■ **YOUR OBJECTIVE**: Put each line of the entries below into a JSON list of strings, one string per line, and leave out any blank lines.

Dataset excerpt

····················

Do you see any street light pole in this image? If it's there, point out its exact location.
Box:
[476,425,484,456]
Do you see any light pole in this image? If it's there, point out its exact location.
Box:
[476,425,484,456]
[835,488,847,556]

····················

■ **SOLUTION**:
[
  "Do you see any street light pole in this image? If it's there, point out its exact location.",
  "Box:",
  "[476,425,484,456]",
  "Do you see any light pole in this image? If it's there, point out its exact location.",
  "Box:",
  "[476,425,484,456]",
  "[835,488,847,556]"
]